Given task 1: In the journal entry below, what name appears on the bracelet attached to the newborn's wrist?

>> Begin Page excerpt

Trip into this World Calls for a Travel Agent

Journal Entry:  May 4, 1969 (age 0)

This has been a long, exhausting trip.  I’ve spent 9 months aboard the mother ship, waiting for my scheduled arrival today.  The timing worked out well, because today is also my birthday.

Like any long trip, this one has been full of hassles.  At the very beginning, I was cellular, but couldn’t get phone service.  I developed a headache at some point, presumably after I had developed a head.  There was never enough legroom, despite my frequent kicks of complaint.  There were no window seats available, so there was nothing to look at outside.  The mother ship also lacked in-flight movies, forcing me to settle for muffled audio from Laugh-In episodes and Nixon speeches.  I kept trying to order some pretzels and a double martini, but all I ever got was the same boring casserole of essential nutrients.  After a few months of this, cabin fever settled in.  Eventually, I was so bored and upset I just curled up in the fetal position and sucked my thumb.

So I was glad when it became obvious today that the long journey was coming to an end.  There was a lot of turbulence during the descent, which made my head spin a little.  Luckily, I was seated near the door, and I jostled into position, using a built-in tether to drag my luggage from the overhead compartment.  The exit itself was too disturbing and painful to describe in detail.  It was like flying into Newark.

But the hassles were not over.  The security people at the gate were WAY overzealous, particularly during the strip search. “Was this really necessary?,” I wondered, when I had thoughtfully planned ahead by traveling nude?  Heedless of this show of good faith on my part, the team of uniformed heavies searched me for contraband toes, hosed me down, and attached an institutional bracelet to my wrist for identification.  Apparently they think my name is “Boy Mollen.”  No one listened as I repeatedly screamed out the name I had already chosen for myself, which is “WAAAIGGGGHHHH.”

On top of everything else, they lost my luggage.  Now what am I supposed to do for food and hydration?

The answer came when I was handed to a person with a big smile and a familiar voice that said, “Hello, Timothy!”  She seemed really happy to see me, so I let it slide that she too did not know my real name.  Then I was handed to another smiling face, with a deeper voice that I also recognized.  He touched a finger to my nose and said, “Hi there, little one.”  Feeling a bit jet-lagged, I started to fall asleep on his shoulder.  As I did, I heard one of the uniformed people ask how many other kids there were at “home.”  The two familiar voices laughed a little and said, “Five.  All boys.”

“Hmm, that should be fun,” I thought, and drifted off to sleep, feeling safe and warm.

>> End Page excerpt
>> Begin Exercise inputs

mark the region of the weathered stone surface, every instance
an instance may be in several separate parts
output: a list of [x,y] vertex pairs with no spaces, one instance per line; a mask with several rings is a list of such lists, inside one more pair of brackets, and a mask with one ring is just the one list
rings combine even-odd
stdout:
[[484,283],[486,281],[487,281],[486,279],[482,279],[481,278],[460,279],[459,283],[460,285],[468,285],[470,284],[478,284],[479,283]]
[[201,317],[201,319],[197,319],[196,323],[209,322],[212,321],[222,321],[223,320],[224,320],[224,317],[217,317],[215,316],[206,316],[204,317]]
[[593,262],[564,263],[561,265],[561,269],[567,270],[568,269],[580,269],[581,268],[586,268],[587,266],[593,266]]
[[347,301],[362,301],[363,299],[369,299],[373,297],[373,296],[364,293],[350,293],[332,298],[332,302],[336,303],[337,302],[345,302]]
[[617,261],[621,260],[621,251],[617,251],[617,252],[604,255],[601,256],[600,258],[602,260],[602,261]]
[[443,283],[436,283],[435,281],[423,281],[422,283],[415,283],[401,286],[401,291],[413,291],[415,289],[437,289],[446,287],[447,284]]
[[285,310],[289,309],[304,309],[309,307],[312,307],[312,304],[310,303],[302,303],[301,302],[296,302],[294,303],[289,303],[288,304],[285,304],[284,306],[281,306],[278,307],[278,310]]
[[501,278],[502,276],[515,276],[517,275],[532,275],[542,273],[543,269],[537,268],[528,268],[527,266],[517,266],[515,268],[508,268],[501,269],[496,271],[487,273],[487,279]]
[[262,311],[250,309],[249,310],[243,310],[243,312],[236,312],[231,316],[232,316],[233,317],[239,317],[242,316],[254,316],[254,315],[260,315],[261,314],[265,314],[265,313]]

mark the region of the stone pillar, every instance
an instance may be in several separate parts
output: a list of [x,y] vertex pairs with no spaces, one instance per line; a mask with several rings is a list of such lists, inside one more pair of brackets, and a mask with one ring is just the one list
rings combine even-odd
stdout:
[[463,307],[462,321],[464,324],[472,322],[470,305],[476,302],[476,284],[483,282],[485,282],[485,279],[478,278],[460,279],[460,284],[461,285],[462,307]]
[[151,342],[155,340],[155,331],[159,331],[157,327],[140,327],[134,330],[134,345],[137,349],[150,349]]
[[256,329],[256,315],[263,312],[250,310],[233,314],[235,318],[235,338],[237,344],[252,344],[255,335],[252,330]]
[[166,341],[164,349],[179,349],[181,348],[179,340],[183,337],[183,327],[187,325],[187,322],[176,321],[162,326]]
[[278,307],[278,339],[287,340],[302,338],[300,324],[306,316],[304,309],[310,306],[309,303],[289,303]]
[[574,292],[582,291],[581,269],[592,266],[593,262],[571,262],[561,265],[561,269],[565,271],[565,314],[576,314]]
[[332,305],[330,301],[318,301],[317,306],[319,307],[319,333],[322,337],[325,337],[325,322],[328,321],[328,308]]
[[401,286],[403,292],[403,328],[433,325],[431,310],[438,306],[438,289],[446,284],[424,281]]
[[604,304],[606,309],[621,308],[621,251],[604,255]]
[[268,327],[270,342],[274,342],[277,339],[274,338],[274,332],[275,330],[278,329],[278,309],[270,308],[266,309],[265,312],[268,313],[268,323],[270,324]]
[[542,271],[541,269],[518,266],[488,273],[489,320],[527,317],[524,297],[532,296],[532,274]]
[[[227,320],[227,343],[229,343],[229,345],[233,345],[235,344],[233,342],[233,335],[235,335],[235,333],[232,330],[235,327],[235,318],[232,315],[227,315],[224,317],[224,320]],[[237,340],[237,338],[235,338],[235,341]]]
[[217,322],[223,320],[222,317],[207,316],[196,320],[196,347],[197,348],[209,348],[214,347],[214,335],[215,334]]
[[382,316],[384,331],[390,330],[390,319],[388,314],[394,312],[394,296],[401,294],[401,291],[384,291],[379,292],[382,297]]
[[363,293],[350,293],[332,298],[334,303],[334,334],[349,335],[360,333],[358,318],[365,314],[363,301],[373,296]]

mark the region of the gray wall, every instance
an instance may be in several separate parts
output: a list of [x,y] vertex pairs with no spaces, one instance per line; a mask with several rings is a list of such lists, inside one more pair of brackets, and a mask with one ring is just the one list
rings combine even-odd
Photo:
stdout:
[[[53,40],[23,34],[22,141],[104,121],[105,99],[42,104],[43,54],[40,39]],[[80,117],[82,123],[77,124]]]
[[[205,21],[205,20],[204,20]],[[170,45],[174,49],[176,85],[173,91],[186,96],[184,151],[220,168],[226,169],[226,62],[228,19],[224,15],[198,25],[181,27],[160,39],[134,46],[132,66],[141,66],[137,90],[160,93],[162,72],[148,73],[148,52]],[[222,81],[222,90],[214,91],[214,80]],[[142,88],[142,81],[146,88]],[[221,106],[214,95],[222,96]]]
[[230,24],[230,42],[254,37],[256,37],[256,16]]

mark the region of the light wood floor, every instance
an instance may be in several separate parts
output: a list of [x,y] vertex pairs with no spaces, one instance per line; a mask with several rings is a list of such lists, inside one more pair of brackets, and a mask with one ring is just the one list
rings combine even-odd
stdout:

>> End Exercise inputs

Given task 2: Reproduce the rows from the line containing "mark the region of the gray" through the line containing "[[230,24],[230,42],[254,37],[256,37],[256,16]]", substituting "brick wall" for "gray wall" and leaving everything else unchanged.

Final result 1: Boy Mollen

Final result 2:
mark the region of the brick wall, every instance
an instance may be in several separate parts
output: a list of [x,y] vertex pairs with no spaces, one instance per line; a mask with several rings is a list of such lists, inside one more pair of brackets, and a mask with one ring is just the one list
rings combine even-odd
Photo:
stdout:
[[[53,40],[23,34],[22,141],[104,121],[105,99],[42,104],[43,54],[40,39]],[[80,117],[82,123],[77,124]]]
[[[205,21],[205,20],[204,20]],[[170,45],[174,49],[176,85],[173,91],[186,96],[184,151],[220,168],[226,169],[226,62],[228,19],[224,15],[198,25],[181,27],[160,39],[134,46],[132,66],[141,66],[137,90],[160,93],[162,72],[148,73],[148,52]],[[222,81],[222,90],[214,91],[214,80]],[[142,88],[142,81],[146,88]],[[221,106],[214,95],[222,96]]]
[[230,24],[230,42],[254,37],[256,37],[256,16]]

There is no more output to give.